### What the task asks
Write out, word for word, the stretch of entries below from the very start through the line that contains "point(38, 14)", including that line, and stop there.

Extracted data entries
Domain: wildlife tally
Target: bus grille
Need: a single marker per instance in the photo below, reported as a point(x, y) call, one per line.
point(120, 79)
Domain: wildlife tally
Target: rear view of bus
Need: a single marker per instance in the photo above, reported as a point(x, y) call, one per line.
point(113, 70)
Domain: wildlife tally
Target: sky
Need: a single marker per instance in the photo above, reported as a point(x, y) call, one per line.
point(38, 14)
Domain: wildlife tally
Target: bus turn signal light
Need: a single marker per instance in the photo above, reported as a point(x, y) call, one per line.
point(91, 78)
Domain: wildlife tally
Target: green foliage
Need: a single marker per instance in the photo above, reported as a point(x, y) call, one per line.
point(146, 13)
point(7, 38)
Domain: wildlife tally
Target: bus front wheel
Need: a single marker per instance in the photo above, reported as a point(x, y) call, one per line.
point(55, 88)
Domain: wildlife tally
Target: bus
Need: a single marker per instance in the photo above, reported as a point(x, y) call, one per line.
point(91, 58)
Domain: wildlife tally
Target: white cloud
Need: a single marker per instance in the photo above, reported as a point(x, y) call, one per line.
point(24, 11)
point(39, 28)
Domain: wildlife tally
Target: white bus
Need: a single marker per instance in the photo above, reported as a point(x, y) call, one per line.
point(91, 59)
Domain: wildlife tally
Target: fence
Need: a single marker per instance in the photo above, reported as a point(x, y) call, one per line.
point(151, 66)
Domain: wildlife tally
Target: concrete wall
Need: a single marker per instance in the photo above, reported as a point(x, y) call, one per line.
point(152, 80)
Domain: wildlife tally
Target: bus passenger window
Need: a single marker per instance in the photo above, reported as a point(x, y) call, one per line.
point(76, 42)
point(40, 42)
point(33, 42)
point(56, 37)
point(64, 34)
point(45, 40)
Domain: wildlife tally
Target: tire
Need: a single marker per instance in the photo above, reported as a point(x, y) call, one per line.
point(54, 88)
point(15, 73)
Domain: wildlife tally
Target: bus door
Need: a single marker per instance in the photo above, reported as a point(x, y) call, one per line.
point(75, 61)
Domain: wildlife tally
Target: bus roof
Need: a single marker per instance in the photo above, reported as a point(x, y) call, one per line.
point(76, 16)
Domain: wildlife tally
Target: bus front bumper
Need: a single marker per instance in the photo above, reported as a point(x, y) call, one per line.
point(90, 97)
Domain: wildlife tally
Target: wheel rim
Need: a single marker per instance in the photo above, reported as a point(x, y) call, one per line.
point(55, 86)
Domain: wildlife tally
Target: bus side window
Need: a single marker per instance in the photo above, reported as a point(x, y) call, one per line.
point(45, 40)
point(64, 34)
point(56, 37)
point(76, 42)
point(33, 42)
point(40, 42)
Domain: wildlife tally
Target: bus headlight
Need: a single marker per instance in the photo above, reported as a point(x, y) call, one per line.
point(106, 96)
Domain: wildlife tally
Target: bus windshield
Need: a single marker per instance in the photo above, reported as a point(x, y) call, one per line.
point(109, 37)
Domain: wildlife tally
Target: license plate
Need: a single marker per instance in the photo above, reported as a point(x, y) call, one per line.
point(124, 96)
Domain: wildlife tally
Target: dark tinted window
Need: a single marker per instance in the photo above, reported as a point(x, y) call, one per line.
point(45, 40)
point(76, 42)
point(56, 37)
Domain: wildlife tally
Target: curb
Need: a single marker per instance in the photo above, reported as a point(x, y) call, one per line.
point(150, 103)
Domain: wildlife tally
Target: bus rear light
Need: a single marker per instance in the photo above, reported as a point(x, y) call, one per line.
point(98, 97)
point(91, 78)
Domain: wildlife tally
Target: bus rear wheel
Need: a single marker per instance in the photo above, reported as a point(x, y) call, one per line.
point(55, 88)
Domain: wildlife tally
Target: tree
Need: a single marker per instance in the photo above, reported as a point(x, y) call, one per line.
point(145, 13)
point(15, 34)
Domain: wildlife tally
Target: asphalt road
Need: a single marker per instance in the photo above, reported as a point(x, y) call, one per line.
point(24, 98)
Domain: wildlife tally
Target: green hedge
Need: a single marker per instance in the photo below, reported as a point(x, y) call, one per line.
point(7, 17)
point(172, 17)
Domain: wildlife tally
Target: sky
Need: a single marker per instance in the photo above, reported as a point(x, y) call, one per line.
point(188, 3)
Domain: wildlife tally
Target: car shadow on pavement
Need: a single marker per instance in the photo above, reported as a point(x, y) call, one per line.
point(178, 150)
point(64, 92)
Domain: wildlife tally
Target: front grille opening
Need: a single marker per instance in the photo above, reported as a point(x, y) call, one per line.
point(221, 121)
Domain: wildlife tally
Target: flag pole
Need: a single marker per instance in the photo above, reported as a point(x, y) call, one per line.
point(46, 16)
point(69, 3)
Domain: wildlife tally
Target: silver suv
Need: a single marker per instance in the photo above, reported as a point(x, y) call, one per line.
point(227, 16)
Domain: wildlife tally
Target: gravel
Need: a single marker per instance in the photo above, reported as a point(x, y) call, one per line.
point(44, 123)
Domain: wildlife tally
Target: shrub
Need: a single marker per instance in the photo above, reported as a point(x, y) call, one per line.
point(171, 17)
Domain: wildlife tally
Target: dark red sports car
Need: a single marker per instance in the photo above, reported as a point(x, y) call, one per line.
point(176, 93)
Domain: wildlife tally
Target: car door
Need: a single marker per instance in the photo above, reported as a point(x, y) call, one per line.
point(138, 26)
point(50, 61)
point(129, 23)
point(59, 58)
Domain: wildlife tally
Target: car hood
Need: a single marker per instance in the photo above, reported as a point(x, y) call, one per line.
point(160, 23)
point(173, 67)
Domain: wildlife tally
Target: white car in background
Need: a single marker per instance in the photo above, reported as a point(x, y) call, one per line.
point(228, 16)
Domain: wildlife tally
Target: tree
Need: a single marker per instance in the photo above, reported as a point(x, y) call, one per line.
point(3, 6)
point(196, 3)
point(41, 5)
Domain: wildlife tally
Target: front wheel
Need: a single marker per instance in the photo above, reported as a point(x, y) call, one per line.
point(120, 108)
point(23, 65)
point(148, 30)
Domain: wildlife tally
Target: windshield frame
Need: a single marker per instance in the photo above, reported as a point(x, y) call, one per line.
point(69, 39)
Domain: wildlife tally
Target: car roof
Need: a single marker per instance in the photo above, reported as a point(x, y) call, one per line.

### Final answer
Domain: wildlife tally
Target: bus grille
Need: a single marker per instance in the photo below, reported as a point(x, y) call, one per line.
point(120, 79)
Domain: wildlife tally
Target: rear view of bus
Need: a single marker per instance in the photo above, reported as a point(x, y) call, one per line.
point(113, 70)
Domain: wildlife tally
Target: sky
Need: a single marker per instance in the photo above, reported as a point(x, y) call, one per line.
point(38, 14)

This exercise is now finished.